• _WORK ITEM_: The lines from the start of the records through the one containing "Annotate the small" are to be restated word for word; please include both ends.

• _DATA_:

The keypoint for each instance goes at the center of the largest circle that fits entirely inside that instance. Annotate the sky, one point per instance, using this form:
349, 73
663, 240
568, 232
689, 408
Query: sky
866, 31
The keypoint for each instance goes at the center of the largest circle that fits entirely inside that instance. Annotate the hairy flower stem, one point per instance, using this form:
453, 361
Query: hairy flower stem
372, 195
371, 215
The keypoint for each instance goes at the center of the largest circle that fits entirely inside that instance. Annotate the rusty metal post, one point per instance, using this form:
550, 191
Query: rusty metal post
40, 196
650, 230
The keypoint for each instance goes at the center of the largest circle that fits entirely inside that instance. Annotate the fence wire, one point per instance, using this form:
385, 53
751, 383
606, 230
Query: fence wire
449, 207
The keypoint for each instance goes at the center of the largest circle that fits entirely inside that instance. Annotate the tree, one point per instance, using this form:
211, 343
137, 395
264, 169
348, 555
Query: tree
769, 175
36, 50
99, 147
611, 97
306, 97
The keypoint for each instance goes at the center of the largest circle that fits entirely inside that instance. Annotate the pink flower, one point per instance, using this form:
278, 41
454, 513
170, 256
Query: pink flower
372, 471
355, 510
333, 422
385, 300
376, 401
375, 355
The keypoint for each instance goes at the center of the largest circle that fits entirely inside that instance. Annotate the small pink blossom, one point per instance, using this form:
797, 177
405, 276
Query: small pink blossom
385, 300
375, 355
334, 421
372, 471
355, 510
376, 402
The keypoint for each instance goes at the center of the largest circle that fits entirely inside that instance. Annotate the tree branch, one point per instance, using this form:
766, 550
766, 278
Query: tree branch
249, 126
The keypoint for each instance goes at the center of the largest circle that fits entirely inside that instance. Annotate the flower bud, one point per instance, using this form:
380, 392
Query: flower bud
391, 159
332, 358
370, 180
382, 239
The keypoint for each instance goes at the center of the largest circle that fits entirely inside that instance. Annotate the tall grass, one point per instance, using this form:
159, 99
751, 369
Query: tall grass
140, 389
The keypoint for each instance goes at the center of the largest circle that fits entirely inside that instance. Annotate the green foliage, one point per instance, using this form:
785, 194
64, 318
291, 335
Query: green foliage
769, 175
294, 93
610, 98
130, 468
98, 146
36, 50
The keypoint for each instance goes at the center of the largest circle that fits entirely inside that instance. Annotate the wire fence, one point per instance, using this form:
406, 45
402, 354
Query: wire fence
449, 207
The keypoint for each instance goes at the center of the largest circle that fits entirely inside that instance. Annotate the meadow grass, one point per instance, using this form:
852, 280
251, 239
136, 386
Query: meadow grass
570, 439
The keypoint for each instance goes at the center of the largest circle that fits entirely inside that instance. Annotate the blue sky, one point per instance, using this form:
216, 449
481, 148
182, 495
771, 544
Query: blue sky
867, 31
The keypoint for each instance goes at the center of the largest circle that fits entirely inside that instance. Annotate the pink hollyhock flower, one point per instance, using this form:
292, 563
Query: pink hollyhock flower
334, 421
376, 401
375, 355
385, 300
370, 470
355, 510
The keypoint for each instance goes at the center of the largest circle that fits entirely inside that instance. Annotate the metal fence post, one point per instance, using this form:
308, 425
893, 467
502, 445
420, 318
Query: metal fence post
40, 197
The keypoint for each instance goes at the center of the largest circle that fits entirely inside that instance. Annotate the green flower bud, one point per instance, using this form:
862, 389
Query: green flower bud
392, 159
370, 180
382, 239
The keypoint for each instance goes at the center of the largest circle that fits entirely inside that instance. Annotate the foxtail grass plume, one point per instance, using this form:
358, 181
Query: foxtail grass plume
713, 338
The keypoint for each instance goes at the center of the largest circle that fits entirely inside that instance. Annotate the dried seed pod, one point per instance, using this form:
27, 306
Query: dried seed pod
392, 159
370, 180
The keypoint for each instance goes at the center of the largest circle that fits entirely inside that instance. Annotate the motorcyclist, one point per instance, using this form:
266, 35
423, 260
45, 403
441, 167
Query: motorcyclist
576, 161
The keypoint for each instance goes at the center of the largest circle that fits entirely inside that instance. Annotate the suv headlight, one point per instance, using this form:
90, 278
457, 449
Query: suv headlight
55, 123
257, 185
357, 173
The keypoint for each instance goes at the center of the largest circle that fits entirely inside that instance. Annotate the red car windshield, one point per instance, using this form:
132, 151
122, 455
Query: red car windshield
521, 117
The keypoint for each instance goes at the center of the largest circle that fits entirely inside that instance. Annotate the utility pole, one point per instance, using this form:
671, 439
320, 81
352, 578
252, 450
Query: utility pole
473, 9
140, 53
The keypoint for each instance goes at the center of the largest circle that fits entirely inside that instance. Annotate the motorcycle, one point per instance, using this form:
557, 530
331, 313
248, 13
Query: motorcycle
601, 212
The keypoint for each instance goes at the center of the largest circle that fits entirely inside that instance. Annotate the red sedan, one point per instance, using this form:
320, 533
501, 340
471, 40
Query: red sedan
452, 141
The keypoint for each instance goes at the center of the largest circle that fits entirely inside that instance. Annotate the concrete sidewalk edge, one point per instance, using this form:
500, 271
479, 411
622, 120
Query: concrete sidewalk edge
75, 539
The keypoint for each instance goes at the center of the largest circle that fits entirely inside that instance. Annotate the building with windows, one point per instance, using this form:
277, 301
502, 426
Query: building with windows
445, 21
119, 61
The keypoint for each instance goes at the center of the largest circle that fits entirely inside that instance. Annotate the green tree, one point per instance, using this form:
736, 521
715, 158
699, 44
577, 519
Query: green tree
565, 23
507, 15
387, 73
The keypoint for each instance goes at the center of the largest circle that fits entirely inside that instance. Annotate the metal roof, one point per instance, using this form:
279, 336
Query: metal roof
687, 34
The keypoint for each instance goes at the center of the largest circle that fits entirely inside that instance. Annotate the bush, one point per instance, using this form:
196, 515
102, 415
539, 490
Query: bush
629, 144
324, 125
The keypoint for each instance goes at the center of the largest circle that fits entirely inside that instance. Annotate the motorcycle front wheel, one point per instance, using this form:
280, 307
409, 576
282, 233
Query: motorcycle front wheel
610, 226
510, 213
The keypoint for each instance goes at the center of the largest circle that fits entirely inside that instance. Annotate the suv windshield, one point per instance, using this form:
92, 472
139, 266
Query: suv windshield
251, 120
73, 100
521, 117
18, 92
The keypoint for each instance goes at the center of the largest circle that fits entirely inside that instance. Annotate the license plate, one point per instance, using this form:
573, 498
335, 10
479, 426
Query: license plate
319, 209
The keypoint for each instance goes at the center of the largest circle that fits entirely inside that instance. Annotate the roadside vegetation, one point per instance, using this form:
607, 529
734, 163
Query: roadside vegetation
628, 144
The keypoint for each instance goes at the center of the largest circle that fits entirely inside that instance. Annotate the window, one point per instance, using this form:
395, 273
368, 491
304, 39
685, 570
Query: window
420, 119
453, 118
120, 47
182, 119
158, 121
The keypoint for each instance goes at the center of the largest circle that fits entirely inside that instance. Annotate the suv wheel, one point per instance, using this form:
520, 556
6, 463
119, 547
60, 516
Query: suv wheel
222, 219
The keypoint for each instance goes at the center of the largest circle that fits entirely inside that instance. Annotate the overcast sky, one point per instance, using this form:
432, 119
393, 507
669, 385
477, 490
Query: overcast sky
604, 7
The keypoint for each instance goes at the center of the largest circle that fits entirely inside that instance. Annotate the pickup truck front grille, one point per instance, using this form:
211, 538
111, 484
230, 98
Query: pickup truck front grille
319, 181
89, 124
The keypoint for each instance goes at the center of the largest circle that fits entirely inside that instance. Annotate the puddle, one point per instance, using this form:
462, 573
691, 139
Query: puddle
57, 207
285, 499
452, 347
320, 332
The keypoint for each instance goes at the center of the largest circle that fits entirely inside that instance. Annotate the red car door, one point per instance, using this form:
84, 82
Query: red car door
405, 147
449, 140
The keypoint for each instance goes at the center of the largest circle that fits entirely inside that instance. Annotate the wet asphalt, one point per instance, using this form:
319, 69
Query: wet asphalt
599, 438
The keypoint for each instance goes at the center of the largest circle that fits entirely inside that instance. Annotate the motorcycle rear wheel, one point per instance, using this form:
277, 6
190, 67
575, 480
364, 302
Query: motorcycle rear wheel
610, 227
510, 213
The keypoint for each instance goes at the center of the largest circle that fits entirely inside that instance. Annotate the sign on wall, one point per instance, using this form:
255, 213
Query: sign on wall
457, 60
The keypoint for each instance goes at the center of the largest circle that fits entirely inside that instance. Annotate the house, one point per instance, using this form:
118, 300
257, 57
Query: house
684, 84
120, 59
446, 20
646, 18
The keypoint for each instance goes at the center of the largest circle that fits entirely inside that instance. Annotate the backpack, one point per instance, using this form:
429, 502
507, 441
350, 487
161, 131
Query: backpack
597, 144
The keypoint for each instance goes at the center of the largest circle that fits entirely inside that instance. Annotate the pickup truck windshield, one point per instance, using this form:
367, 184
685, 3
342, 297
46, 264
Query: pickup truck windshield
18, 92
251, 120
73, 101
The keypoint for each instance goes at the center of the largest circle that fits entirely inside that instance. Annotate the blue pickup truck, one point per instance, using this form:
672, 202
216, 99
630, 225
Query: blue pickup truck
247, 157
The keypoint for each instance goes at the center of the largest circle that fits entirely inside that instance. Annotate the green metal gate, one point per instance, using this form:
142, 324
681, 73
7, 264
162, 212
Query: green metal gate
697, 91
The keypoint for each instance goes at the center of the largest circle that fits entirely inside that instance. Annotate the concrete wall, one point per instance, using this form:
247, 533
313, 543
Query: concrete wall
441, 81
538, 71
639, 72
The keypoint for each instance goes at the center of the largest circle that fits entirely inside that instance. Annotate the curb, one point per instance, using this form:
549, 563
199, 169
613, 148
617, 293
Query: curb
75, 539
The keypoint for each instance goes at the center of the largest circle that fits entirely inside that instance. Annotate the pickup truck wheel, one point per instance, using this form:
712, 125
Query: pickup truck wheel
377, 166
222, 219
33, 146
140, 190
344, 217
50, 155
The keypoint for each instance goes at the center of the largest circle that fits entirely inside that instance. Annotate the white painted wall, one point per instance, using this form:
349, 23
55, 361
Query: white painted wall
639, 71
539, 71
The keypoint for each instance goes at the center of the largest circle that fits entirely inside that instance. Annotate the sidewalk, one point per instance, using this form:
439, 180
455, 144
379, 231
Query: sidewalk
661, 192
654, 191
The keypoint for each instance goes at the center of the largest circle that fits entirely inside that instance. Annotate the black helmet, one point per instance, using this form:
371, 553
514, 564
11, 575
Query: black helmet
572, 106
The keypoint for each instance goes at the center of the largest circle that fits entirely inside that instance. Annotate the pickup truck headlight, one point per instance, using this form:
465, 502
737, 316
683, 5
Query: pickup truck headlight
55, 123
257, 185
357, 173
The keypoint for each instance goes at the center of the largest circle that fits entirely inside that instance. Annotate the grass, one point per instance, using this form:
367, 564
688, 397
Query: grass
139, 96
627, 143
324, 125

• _SOLUTION FOR THIS TASK_:
The keypoint for each instance goes at the center of the largest circle that fits entirely inside that instance. Annotate the sky, one point per instance, using this form:
349, 73
663, 240
568, 232
689, 408
Query: sky
866, 31
The keypoint for each instance goes at the center of the largest circle that fits entirely inside that instance. Annotate the hairy flower stem, one point per instance, using this form:
453, 361
Query: hairy flower stem
372, 195
371, 215
The keypoint for each instance goes at the center of the largest circle that fits entirely inside that instance. Annotate the rusty metal post, one point per instance, using this form:
550, 191
Query: rusty metal post
40, 196
650, 230
The keypoint for each instance goes at the center of the largest circle that fits entirely inside that instance. Annotate the fence wire, one point per instance, using this form:
385, 53
751, 383
606, 230
Query: fence wire
449, 207
The keypoint for each instance goes at the center of the largest circle that fits entirely inside that instance. Annotate the tree, one point per instance, using this form:
211, 343
137, 395
264, 169
348, 555
Query: tree
769, 175
36, 50
99, 147
611, 97
306, 97
The keypoint for each instance goes at the center of the largest circle that fits entirely inside that instance. Annotate the pink flower, one point per instance, using this form:
278, 41
454, 513
170, 256
Query: pink flower
372, 471
355, 510
333, 422
385, 300
376, 401
375, 355
The keypoint for each instance goes at the center of the largest circle that fits entirely inside that instance. Annotate the small pink blossom, one point per instance, using this form:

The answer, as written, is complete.